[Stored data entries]
· · ·

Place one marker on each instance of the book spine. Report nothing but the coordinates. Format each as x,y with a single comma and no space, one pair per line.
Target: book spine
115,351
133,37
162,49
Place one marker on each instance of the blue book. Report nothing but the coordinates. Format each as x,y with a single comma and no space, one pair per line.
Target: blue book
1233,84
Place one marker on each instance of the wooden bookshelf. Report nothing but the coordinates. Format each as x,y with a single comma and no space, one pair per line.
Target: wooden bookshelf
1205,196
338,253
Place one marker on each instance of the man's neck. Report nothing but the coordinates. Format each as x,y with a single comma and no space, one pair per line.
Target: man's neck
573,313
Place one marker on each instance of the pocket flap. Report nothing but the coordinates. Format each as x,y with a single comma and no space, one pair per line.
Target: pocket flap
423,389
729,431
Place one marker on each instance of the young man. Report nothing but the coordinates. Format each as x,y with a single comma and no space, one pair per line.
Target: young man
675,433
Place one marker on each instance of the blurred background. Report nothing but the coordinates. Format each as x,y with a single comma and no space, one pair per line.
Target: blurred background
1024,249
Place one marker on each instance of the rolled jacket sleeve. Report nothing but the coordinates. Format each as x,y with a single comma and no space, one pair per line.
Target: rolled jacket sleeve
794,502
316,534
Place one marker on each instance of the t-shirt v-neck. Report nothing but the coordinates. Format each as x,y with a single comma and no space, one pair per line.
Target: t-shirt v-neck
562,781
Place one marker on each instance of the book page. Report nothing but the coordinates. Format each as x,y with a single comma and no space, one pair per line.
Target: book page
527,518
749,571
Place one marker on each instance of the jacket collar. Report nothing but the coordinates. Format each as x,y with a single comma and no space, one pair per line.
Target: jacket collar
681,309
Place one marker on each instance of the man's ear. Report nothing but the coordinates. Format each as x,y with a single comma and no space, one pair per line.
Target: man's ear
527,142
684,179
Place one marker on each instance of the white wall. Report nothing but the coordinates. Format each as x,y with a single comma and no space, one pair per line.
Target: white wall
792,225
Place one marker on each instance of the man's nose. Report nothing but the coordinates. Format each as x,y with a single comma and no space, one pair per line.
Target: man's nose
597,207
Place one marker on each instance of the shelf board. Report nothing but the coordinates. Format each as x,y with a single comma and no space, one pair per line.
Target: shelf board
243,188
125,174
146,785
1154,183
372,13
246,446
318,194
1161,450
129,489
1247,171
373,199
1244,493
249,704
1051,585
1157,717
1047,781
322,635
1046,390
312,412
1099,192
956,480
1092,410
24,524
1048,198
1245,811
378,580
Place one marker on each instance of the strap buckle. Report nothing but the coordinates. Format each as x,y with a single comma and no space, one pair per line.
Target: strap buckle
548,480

· · ·

Task details = The answer must consist of all the entries, copied exactly.

Problem solution =
Place one marker on each instance of the book spine. Report nothing but the coordinates. Format each as x,y with a single comma and no space, one pair per line.
Target: book spine
115,351
133,37
162,49
Place one marker on each instance of the blue book. Report nothing but the coordinates. Format each as x,y with a single comma and no space, one pair per line.
Target: blue book
1233,84
Place one marker on each instance of the wooden bookshelf. Report nothing but the coordinates. Format each as x,y with a single comma and no space, one pair per line.
Target: wooden bookshelf
1205,196
338,253
Place one marker on each instance of the man's neck. Report nothing but the coordinates. Format each as x,y with a single comma and no space, one pair per line.
Target: man's neck
573,313
Place one marker on each instance of the pocket flap. Report nothing but the coordinates. Format each as x,y with a single comma and no space, one pair per line.
Target: pocket flap
423,389
729,431
Place one marker on each instance of the young man. Report nothing but the coordinates. Format each as x,y with a single comma and no space, one pair per line.
Target: young man
675,433
Place one marker on each instance of the blurred background. Report nothing but the coordinates. Format each as x,y with a single comma and no space, one pair per line.
Target: blurred background
1024,249
Place one marker on each instance of the rolled jacket sleeve. Report nothing but the coordinates. Format each as x,y with a single comma and no space, one pair per line.
Target: rolled jacket sleeve
794,502
316,534
Place one marker on each instance of the t-shirt v-neck. Report nothing but the coordinates. Format each as x,y with a single comma and no space, one pair per line.
Target: t-shirt v-neck
562,781
Place one marker on each instance of the book page. Report nothing but the coordinates. Format each as x,y with a single comma and no space, one pair per line.
Target: book page
527,518
749,571
Place one marker on each instance of the jacket collar. Report nothing but the coordinates. Format each as x,y with a single comma and no space, one pair per line.
Target: jacket collar
681,309
Place one marker on each instance of the man's ear. Report nothing but the coordinates. Format each as x,y with a single comma and no space, one pair per line.
Target: man's ear
527,142
684,179
Place one marker on each instance of the white wall. Report nothing but the coordinates. Format each as x,y with a single comma and no space, one pair per line.
Target: white wall
792,225
Place one marker on each instance of the man's nose. Report nothing but the coordinates. Format each as x,y with a single comma and no space, one pair per line.
Target: man's nose
597,207
Place one marker on each instance of the shelf board. Report nothing but the coordinates. Format each as x,y with a single comma and no space, one pair per line.
Target: shelf board
243,188
125,174
146,785
1154,183
372,13
246,446
318,194
1161,450
129,489
1247,171
373,199
1244,493
249,704
1051,585
1157,717
1047,781
322,635
1046,390
312,412
1099,192
956,480
1092,410
24,524
1048,198
1245,811
378,580
Place one marker on each instance of the strap buckle. Report nothing but the coordinates. Format each as x,y with a single comma and no space, one pair per line.
Target: strap buckle
548,480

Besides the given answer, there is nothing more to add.